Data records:
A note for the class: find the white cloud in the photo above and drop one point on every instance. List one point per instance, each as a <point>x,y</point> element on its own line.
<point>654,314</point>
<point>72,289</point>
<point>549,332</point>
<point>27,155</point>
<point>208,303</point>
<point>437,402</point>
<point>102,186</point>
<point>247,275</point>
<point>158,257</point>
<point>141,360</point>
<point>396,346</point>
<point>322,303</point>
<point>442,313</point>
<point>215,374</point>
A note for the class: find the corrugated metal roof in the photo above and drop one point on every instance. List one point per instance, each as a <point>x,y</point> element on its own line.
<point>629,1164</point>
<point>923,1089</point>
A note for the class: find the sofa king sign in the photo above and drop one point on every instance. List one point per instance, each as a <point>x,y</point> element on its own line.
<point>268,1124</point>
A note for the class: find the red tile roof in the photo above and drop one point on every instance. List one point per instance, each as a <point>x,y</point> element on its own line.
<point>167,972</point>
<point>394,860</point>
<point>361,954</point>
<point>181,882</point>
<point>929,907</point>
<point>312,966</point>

What to produce
Write out every record shown above, word for word.

Solution to the problem
A note for the class: find the white cloud in the photo above and drop one point on every instance. List one point per instance, each as a <point>x,y</point> element on its own line.
<point>654,314</point>
<point>72,289</point>
<point>549,332</point>
<point>27,155</point>
<point>208,303</point>
<point>437,402</point>
<point>102,186</point>
<point>247,275</point>
<point>158,257</point>
<point>141,360</point>
<point>396,346</point>
<point>322,303</point>
<point>442,313</point>
<point>215,374</point>
A note for the class: find the corrugated metal roof in the photo above and drop one point on every instance. List one point per instance, each as a <point>x,y</point> element on its own line.
<point>629,1164</point>
<point>923,1089</point>
A note for the class: find the sofa king sign in the photo above and drop one point on every instance. List one point per instance, each as a <point>x,y</point> element on its own line.
<point>268,1124</point>
A note for the class: find the red tile roof in the photo above and drop one point on every instance. List one point per instance, each as a <point>x,y</point> element on its own line.
<point>167,972</point>
<point>394,860</point>
<point>361,954</point>
<point>181,882</point>
<point>929,907</point>
<point>312,966</point>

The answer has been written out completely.